Blocco di testo
Don Giussani: «L’organismo umano strutturalmente è fatto come prima, ma dinamicamente non è più lo stesso. Si rimane astratti nel rapporto con sé stessi, come affettivamente scarichi (senza energia affettiva per aderire alla realtà)».

La lunga parabola che dall’Umanesimo al Rinascimento – nati con l’intenzione di affermare l’umano – è sfociata in questo letargo e noia esistenziali che abbiamo davanti agli occhi, e si manifesta in un nichilismo “gaio” nel senso che è privo dell’inquietudine necessaria per svegliarsi o almeno porsi il problema.

A questo si aggiunge il relativismo che proclama che tutto si equivale e non esiste verità.

Questo disinteresse omologante inficia ormai anche il cristianesimo che è diventato una stazione di servizi emotivi destinata ad appagare alcuni bisogni irrazionali.

È in questa situazione che il cristianesimo deve mostrare la sua rilevanza antropologica e può contare su un formidabile alleato: tutte le difficoltà che l’uomo contemporaneo vive non riescono a sradicare dal suo cuore la speranza che si realizzi la sua pienezza umana.

Estratto dati
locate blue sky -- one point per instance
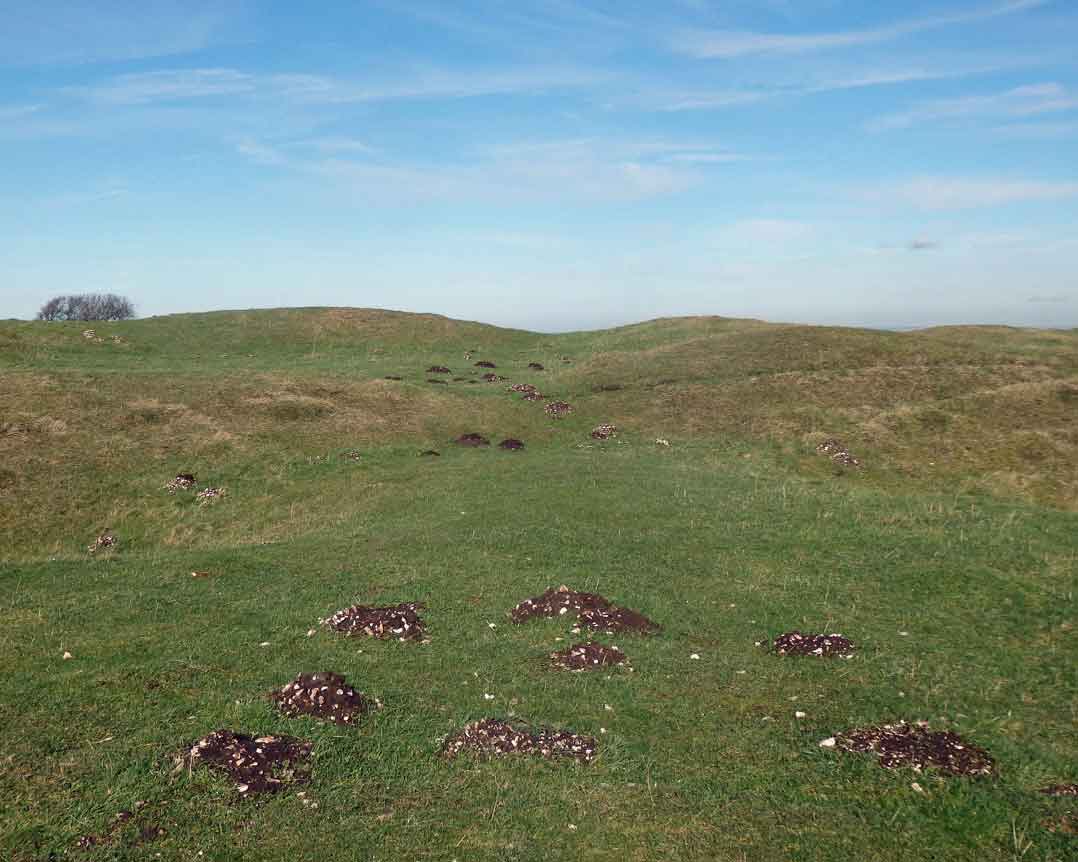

Esercizi
#1 Secondo il testo sul nichilismo contemporaneo, che cosa proclama il relativismo?
#2 Prosegui il testo sul nichilismo contemporaneo dopo la sua ultima frase.
I dati provengono da un'altra fonte.

Risposte scritte
#1 Che tutto si equivale e non esiste verità.

#2
Anche quando la persona entra nelle domande, dubita, le allontana, le nasconde, fa finta di non sentirle, nel cuore continuano a bussare.

Il cuore nostro alleato è la nostra speranza…come risvegliarlo?

Un avvenimento imprevedibile (91)

L’“imprevisto”è avvenuto in Gesù Cristo, il Verbo incarnato. Con Lui il Mistero è entrato nella storia diventando compagno dell’uomo, proponendosi come risposta alla sua esigenza di felicità.

La disgrazia è che molti di coloro che ancora si avvicinano alla Chiesa alla ricerca di una risposta spesso si trovano di fronte a versioni ridotte del cristianesimo.

Alcune riduzioni possibili:

  • La riduzione a nozionismo senza riferimento alla vita reale. La mancanza di esperienza personale dell’avvenimento cristiano rende l’uomo incapace di comprenderlo e quindi si genera un crescente allontanamento o estraniamento dalla pre-comprensione generale della fede cristiana.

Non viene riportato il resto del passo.